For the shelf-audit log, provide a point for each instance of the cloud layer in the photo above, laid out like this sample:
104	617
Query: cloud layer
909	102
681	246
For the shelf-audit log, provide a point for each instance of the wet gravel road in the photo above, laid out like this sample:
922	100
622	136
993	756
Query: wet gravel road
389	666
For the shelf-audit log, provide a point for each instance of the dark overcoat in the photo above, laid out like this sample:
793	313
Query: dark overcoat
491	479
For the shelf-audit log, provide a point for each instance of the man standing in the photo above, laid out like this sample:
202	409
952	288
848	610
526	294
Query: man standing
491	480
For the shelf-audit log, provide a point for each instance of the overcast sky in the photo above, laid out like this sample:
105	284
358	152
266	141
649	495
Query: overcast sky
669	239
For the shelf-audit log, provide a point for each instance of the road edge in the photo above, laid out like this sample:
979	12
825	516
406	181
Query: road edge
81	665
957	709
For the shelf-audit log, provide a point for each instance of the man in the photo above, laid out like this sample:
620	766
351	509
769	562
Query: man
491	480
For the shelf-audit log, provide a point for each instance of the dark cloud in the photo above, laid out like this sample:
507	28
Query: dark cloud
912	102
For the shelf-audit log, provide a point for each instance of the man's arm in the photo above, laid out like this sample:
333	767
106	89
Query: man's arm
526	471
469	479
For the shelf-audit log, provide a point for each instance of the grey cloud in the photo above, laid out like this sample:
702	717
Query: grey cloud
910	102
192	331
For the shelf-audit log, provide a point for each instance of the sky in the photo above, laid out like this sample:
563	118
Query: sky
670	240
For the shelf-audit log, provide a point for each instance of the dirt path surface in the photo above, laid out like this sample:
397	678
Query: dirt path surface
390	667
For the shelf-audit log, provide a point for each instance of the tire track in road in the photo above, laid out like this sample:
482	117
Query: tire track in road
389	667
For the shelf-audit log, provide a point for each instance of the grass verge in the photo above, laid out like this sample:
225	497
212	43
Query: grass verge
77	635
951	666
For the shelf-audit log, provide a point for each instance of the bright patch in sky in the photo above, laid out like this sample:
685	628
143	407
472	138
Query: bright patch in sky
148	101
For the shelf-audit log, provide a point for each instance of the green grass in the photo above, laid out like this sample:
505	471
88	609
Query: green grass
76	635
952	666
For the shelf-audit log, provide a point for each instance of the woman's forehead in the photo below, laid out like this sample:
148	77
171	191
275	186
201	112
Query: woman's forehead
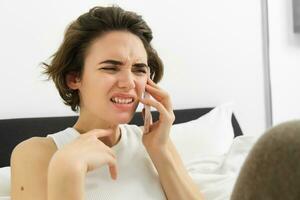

◆ ◆ ◆ ◆ ◆

*TASK:*
Copy, from the data above, every line where the word "woman" appears.

*ANSWER SPACE:*
For the shelf-audit log, provide a point for each instance of the woman's forehead in the photo below, laid out like this sample:
Query: woman's forehead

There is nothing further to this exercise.